### RECORDED DATA

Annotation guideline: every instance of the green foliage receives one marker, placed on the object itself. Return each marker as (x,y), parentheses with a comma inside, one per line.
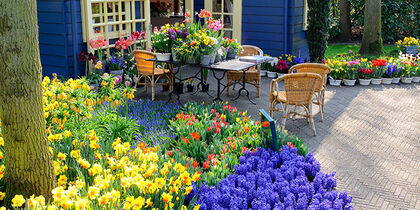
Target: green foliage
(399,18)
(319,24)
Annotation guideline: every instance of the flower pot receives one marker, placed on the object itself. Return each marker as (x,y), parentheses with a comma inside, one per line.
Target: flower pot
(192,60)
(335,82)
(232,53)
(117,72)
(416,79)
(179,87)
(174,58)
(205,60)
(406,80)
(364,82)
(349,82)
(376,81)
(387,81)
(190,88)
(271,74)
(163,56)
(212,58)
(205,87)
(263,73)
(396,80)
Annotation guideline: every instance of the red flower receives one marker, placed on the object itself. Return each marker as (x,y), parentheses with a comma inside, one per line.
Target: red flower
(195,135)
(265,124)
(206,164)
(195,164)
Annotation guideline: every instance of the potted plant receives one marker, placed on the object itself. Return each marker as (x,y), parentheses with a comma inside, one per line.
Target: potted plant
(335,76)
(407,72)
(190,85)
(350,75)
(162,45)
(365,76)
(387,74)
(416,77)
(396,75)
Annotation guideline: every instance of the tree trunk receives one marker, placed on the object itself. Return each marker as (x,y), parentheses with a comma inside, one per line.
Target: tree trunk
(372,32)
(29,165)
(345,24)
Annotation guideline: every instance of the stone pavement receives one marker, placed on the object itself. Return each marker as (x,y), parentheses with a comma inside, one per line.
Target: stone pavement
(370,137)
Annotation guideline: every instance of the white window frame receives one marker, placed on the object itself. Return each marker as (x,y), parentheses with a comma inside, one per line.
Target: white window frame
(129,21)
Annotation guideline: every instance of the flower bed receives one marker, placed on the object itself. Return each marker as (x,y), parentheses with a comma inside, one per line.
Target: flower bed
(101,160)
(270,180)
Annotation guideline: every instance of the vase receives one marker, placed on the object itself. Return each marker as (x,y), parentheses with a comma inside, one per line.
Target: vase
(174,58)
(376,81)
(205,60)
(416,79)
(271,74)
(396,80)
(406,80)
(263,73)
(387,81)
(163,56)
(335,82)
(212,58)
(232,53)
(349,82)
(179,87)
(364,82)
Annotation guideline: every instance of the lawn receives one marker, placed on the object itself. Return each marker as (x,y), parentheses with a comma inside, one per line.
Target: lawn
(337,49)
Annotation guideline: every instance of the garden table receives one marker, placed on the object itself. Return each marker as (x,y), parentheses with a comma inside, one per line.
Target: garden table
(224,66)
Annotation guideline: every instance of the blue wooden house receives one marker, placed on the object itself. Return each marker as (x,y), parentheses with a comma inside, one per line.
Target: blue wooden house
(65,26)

######

THE PROBLEM: Could you turn the lines of the records into a numbered list, starting at the line that contains "Annotation guideline: every instance of the flower bed" and ending at the last line of the records, with blank lines left out?

WORKED ANSWER:
1. Annotation guideline: every instance of the flower bed receives one marker, placed on the object itself. Return each marker as (x,y), parentheses with a comma inside, one per line.
2. Target: flower bed
3. (101,160)
4. (270,180)
5. Annotation guideline: every instance of the vase receives one marker, placed on the object itself. Return each marker as (x,y), parentheses with a comma inside, one per line.
6. Target: vase
7. (174,58)
8. (376,81)
9. (205,60)
10. (416,79)
11. (271,74)
12. (396,80)
13. (406,80)
14. (263,73)
15. (387,81)
16. (163,56)
17. (335,82)
18. (212,58)
19. (232,53)
20. (349,82)
21. (179,87)
22. (364,82)
23. Annotation guideline: every instance of the lawn receives one marker, placed on the object itself. Return each marker as (x,y), parentheses with a comma inside, one per line.
24. Target: lawn
25. (337,49)
26. Annotation guideline: every instance of the garden table receives one marker, placed on the object itself. Return each marker as (x,y), parentheses with a comma inside, one per line.
27. Target: garden table
28. (224,66)
29. Annotation guideline: every instance of the blue wooden house receives one marker, placed on the object itself. Return each marker as (x,y), parentheses with a comma inside, one per line.
30. Target: blue wooden house
31. (65,26)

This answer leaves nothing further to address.